*WORK TO BE COMPLETED*. The word "positive" appears in some lines of the listing below; report how many such lines there are, and nothing else.

*GIVEN DATA*.
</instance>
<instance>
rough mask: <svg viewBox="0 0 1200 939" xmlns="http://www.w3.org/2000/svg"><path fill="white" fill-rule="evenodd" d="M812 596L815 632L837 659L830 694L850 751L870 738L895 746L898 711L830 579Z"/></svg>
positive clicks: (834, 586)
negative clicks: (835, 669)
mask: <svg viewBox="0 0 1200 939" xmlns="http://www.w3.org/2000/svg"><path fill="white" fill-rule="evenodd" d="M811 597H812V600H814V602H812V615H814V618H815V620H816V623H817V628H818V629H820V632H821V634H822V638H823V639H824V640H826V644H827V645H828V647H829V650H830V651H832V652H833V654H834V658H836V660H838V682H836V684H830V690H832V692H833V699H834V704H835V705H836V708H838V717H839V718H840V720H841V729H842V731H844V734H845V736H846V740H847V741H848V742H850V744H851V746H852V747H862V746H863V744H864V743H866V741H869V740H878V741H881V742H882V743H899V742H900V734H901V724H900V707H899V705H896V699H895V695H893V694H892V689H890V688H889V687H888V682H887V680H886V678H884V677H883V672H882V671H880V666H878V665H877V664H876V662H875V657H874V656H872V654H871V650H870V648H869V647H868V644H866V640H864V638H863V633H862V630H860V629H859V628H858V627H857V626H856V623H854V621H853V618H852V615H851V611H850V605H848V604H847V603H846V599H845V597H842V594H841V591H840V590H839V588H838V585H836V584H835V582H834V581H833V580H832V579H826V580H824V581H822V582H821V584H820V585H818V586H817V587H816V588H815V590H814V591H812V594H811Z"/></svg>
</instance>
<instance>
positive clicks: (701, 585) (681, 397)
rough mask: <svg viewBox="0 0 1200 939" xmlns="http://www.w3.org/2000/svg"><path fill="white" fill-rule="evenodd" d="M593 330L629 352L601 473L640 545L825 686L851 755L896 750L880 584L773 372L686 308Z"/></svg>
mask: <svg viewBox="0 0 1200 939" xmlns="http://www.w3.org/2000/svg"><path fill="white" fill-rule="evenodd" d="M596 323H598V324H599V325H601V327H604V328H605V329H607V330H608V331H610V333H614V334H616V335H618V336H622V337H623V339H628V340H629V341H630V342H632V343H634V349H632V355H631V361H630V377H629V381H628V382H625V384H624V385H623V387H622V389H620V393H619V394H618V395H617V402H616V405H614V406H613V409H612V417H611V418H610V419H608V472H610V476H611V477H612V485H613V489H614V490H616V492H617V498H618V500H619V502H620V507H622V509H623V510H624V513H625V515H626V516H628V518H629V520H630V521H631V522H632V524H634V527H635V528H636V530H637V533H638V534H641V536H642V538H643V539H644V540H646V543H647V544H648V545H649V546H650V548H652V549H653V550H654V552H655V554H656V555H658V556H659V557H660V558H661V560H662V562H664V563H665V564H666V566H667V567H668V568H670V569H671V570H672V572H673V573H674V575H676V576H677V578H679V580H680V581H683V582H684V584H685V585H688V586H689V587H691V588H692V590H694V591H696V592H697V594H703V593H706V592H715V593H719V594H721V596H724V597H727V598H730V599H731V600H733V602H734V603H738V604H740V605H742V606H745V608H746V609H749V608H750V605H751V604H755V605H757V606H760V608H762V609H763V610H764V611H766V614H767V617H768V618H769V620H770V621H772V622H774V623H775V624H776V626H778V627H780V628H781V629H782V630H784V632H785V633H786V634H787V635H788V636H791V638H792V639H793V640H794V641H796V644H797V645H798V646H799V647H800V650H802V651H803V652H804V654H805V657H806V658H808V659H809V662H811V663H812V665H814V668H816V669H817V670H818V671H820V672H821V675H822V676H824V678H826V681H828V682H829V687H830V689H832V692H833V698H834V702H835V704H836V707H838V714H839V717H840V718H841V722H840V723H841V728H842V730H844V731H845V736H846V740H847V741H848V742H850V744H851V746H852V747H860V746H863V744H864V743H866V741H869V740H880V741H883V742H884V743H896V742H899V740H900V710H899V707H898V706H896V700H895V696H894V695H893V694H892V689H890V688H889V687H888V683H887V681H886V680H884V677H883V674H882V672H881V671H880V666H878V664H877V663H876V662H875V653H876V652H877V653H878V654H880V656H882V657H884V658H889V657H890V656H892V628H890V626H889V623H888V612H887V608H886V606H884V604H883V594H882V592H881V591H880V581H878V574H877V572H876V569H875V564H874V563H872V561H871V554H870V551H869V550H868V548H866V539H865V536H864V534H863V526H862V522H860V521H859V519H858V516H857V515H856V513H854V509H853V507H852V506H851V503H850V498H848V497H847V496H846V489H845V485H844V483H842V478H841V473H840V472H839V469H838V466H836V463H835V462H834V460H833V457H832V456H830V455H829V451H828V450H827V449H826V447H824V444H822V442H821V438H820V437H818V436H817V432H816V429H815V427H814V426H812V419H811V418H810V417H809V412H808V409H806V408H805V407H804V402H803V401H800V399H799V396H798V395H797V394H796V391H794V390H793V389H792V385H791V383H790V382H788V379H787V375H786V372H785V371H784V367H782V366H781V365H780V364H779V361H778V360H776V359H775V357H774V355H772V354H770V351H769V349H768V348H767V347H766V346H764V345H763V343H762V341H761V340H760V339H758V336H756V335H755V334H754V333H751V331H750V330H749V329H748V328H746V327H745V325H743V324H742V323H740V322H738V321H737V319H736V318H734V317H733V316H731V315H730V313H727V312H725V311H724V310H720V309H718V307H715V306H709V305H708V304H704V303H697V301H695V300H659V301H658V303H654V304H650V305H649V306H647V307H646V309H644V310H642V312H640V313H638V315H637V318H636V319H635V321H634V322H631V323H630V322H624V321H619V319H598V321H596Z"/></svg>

*REPLY TO THE EXERCISE*. 2